PROBLEM DETAILS = Take the line that contains "written like <point>15,80</point>." as the first line and the final line of the records as the last; return exactly those lines and the lines between.
- - - - - - -
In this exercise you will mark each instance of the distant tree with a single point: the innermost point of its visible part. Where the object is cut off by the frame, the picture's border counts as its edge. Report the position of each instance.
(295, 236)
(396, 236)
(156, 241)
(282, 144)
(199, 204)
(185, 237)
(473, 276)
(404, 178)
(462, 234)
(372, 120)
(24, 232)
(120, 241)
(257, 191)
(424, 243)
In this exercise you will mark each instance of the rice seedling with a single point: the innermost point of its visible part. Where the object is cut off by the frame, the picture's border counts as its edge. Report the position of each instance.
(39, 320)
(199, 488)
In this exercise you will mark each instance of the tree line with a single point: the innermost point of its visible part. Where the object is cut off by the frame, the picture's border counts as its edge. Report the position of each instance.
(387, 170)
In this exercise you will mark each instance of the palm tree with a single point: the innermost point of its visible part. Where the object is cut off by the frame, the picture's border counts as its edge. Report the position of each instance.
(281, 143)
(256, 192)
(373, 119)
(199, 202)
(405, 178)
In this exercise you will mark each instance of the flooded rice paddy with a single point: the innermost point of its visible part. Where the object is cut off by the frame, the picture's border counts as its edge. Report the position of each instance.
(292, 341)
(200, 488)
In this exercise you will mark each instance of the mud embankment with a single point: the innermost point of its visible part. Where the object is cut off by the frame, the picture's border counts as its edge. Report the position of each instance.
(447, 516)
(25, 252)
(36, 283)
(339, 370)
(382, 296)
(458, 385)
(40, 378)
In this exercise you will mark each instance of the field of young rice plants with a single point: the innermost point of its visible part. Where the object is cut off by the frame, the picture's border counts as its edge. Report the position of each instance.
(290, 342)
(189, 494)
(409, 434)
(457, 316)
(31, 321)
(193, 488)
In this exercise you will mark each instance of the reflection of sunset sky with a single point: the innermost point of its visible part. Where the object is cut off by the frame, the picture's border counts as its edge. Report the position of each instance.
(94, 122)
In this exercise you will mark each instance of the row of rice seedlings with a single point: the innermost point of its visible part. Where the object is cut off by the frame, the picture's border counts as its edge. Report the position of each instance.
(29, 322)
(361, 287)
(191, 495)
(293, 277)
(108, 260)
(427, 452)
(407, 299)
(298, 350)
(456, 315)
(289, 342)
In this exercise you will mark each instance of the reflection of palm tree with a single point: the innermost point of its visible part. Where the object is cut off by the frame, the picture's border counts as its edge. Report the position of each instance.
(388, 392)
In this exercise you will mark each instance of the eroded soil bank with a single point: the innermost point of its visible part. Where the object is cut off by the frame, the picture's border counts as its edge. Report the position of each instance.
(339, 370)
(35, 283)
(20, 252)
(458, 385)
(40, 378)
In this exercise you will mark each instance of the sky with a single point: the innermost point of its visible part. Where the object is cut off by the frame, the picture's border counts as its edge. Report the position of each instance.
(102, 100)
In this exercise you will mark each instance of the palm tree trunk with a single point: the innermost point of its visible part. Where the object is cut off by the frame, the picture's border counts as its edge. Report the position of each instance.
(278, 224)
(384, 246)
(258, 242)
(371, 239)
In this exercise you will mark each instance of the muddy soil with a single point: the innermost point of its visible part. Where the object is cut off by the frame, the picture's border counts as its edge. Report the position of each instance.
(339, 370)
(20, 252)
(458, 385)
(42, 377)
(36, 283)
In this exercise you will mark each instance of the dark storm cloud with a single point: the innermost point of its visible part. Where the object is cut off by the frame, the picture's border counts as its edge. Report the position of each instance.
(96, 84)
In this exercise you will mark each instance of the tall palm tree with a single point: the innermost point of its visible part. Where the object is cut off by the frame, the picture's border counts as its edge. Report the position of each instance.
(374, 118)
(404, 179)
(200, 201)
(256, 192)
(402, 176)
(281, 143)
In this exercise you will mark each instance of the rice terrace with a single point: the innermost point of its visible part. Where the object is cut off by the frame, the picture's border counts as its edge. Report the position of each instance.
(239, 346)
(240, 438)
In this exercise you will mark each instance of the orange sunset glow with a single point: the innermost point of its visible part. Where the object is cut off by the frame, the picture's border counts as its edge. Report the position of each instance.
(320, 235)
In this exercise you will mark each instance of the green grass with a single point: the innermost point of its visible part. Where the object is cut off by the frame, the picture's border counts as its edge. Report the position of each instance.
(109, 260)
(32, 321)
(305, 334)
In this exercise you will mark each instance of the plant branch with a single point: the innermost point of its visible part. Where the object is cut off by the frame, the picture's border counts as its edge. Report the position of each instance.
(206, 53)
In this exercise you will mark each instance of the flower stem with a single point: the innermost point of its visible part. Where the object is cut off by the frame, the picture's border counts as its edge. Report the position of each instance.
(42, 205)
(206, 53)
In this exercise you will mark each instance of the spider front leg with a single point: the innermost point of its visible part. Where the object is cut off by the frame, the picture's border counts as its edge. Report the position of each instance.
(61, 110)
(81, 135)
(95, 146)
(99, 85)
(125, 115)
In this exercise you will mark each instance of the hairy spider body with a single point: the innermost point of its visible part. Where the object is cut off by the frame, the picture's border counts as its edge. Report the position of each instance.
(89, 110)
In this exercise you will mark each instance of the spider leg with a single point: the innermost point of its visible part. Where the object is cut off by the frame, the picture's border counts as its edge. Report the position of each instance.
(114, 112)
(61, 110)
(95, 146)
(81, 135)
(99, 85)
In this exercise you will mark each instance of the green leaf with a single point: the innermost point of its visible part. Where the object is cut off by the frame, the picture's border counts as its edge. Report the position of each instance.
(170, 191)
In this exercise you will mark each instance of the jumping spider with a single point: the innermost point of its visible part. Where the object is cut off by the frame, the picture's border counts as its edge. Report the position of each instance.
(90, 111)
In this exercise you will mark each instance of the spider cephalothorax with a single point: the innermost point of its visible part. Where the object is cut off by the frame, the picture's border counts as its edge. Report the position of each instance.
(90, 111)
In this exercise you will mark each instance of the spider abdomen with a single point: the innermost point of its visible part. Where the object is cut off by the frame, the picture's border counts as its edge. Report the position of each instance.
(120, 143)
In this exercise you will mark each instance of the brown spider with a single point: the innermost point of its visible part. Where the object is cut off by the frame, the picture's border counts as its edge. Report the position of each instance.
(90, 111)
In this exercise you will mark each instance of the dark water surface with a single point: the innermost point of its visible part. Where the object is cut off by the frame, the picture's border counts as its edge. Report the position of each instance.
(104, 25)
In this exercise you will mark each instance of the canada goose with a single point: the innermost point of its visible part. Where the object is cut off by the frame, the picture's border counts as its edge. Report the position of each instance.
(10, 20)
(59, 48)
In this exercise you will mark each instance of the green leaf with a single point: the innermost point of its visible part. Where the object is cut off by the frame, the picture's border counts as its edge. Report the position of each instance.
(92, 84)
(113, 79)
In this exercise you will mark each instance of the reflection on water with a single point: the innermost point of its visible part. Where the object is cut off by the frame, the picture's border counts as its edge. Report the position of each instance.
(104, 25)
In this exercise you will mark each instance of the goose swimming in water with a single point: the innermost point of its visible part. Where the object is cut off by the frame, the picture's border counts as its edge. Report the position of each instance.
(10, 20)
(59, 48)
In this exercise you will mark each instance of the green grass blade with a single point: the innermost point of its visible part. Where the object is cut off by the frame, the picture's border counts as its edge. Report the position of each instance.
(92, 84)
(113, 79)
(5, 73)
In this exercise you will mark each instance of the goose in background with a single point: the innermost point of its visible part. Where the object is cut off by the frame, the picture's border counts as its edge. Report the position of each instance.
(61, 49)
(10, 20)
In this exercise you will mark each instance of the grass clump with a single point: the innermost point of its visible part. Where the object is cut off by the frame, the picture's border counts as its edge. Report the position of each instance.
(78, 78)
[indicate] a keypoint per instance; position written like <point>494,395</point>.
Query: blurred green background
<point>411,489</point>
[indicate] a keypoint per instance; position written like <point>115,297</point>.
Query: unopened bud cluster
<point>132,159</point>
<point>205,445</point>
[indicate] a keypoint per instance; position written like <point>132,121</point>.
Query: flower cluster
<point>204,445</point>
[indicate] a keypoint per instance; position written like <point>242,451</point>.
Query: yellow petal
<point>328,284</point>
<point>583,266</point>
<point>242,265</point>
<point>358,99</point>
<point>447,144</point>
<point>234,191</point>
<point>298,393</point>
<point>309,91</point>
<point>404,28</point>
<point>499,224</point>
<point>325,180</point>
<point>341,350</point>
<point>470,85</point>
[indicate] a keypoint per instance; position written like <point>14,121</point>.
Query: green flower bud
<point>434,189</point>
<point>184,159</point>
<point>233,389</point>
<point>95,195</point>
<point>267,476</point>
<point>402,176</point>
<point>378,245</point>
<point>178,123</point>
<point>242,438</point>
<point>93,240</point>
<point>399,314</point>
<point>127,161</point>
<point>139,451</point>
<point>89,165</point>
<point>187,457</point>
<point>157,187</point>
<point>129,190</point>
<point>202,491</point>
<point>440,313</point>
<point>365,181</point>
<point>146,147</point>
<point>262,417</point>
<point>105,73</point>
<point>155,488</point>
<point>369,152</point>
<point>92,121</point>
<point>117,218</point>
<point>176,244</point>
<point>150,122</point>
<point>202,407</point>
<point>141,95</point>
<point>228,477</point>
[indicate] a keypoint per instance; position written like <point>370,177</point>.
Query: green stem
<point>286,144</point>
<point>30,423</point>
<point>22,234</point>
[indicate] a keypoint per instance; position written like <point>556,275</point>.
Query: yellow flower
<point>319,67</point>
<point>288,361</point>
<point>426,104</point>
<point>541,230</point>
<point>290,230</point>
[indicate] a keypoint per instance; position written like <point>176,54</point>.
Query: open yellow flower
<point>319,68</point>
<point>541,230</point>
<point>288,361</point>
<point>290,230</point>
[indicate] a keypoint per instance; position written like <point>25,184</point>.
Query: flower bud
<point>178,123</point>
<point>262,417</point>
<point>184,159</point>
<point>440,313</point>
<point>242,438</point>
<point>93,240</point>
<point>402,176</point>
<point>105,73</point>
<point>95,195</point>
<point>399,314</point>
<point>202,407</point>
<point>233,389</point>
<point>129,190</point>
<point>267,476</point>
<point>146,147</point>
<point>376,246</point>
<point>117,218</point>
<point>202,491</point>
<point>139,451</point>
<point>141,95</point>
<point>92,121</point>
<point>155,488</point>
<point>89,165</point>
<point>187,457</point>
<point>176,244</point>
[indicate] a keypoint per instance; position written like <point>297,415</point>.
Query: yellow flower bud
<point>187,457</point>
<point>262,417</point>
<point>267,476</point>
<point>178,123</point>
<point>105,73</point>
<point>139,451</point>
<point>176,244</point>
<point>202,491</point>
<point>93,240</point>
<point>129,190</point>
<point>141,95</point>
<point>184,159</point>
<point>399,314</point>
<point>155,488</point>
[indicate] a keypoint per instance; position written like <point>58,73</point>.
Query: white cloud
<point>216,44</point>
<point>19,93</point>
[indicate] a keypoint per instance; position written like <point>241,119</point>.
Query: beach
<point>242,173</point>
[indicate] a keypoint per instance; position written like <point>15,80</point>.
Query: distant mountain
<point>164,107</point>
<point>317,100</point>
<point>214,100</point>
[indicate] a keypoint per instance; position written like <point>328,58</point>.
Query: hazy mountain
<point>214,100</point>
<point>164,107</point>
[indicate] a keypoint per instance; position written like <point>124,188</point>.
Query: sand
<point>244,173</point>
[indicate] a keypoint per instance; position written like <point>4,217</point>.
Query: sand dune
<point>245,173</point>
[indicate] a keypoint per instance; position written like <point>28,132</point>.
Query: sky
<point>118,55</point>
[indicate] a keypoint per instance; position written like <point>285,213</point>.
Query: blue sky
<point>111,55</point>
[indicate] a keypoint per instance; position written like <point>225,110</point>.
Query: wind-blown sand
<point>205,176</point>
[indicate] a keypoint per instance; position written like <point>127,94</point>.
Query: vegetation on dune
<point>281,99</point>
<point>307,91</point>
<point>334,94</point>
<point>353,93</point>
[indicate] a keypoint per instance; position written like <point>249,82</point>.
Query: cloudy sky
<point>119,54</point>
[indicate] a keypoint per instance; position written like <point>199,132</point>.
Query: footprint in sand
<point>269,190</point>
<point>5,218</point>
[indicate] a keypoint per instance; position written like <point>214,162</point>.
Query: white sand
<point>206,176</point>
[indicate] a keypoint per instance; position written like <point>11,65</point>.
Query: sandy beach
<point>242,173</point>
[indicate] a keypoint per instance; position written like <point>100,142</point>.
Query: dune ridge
- - - - - - -
REPLY TO THE TASK =
[indicate] a keypoint per instance; position written like <point>15,80</point>.
Query: distant mountain
<point>164,107</point>
<point>317,100</point>
<point>214,100</point>
[indicate] a keypoint per instance; position written like <point>328,58</point>.
Query: hazy mountain
<point>214,100</point>
<point>164,107</point>
[indicate] a keypoint per instance; position written like <point>124,188</point>.
Query: sand
<point>244,173</point>
[indicate] a keypoint per instance; position written like <point>4,217</point>.
Query: sand dune
<point>245,173</point>
[indicate] a keypoint per instance; position written like <point>28,132</point>.
Query: sky
<point>118,55</point>
[indicate] a keypoint per instance; position written like <point>285,213</point>.
Query: blue sky
<point>111,55</point>
[indicate] a keypoint per instance; position written like <point>225,110</point>.
Query: wind-blown sand
<point>205,176</point>
[indicate] a keypoint per instance; position written like <point>127,94</point>.
Query: vegetation on dune
<point>281,99</point>
<point>307,91</point>
<point>334,94</point>
<point>353,93</point>
[indicate] a keypoint per instance; position written like <point>249,82</point>.
Query: cloudy sky
<point>119,54</point>
[indicate] a keypoint per instance; position written like <point>199,132</point>.
Query: footprint in sand
<point>269,190</point>
<point>5,218</point>
[indicate] a keypoint per instance; position written like <point>214,162</point>.
Query: white sand
<point>206,176</point>
[indicate] a keypoint per instance; position written like <point>11,65</point>.
Query: sandy beach
<point>242,173</point>
[indicate] a keypoint per instance; position written like <point>100,142</point>.
Query: dune ridge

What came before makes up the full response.